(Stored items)
★ ★ ★ ★ ★ ★ ★
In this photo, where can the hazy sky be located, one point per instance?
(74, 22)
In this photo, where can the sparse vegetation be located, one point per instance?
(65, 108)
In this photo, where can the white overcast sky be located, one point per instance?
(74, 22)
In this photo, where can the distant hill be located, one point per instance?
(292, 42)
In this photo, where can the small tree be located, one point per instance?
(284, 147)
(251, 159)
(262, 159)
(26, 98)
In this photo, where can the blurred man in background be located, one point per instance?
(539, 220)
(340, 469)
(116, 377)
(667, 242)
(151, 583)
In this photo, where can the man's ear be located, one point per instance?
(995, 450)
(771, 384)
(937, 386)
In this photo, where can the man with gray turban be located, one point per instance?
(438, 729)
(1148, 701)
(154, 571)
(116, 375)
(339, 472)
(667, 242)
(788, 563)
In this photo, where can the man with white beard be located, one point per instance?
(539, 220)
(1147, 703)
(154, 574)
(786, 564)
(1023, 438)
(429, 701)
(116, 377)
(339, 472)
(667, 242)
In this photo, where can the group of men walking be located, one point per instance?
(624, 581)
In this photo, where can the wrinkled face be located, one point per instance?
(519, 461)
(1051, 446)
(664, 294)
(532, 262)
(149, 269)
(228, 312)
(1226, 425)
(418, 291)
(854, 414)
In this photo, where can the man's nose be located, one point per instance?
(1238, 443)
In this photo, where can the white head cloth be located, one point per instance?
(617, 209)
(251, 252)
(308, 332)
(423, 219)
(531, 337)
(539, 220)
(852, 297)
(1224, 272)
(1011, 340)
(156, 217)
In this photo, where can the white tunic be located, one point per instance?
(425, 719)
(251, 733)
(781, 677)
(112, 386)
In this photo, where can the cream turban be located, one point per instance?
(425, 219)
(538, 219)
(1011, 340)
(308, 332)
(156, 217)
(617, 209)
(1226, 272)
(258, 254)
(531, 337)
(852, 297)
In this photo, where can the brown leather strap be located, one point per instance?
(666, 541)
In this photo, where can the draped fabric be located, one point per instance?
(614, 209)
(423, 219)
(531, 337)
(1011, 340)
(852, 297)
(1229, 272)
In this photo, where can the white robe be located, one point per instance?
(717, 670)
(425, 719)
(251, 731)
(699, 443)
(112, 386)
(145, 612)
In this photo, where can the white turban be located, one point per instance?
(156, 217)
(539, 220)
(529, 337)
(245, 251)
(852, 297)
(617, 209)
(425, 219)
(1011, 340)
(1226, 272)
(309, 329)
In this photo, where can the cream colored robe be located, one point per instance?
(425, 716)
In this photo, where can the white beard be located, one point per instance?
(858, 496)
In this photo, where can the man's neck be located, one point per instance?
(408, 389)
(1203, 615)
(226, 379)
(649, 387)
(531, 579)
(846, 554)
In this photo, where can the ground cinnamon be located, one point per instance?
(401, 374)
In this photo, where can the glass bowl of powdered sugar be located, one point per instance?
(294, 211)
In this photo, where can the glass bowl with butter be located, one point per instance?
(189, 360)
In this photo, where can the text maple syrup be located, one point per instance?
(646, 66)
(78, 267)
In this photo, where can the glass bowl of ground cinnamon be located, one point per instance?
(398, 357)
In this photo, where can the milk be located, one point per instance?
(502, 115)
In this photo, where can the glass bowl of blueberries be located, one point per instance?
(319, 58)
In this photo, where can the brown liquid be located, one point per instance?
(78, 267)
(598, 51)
★ ★ ★ ★ ★ ★ ★
THE EXERCISE
Reproduce exactly the line containing "In this photo, where can the white turban" and every line after it through the end of the records above, and nothing else.

RESULT
In this photo, where can the white turban be located, one point per instance?
(156, 217)
(539, 220)
(529, 337)
(245, 251)
(852, 297)
(617, 209)
(425, 219)
(1011, 340)
(1226, 272)
(309, 329)
In this photo, where can the cream colored robe be located, one point per instance?
(425, 716)
In this photo, where can the white beard be located, one point per instance?
(858, 496)
In this photo, where can the man's neck be located, one point per instance?
(408, 389)
(1203, 615)
(226, 379)
(649, 387)
(531, 579)
(846, 554)
In this photo, where can the ground cinnamon be located, one point per instance?
(401, 374)
In this photo, where can the glass bowl of powdered sugar be located, one point per instance?
(294, 211)
In this photo, where can the glass bowl with butter be located, one point per instance?
(189, 360)
In this photo, where can the text maple syrup be located, one point per instance?
(646, 66)
(78, 267)
In this photo, where can the glass bowl of ground cinnamon be located, one point per instance?
(398, 357)
In this photo, where can the milk be located, one point per instance?
(502, 115)
In this photo, where can the glass bowl of blueberries be located, one point per instance?
(319, 58)
In this photo, where can the brown liquid be located, one point per instance?
(78, 267)
(598, 51)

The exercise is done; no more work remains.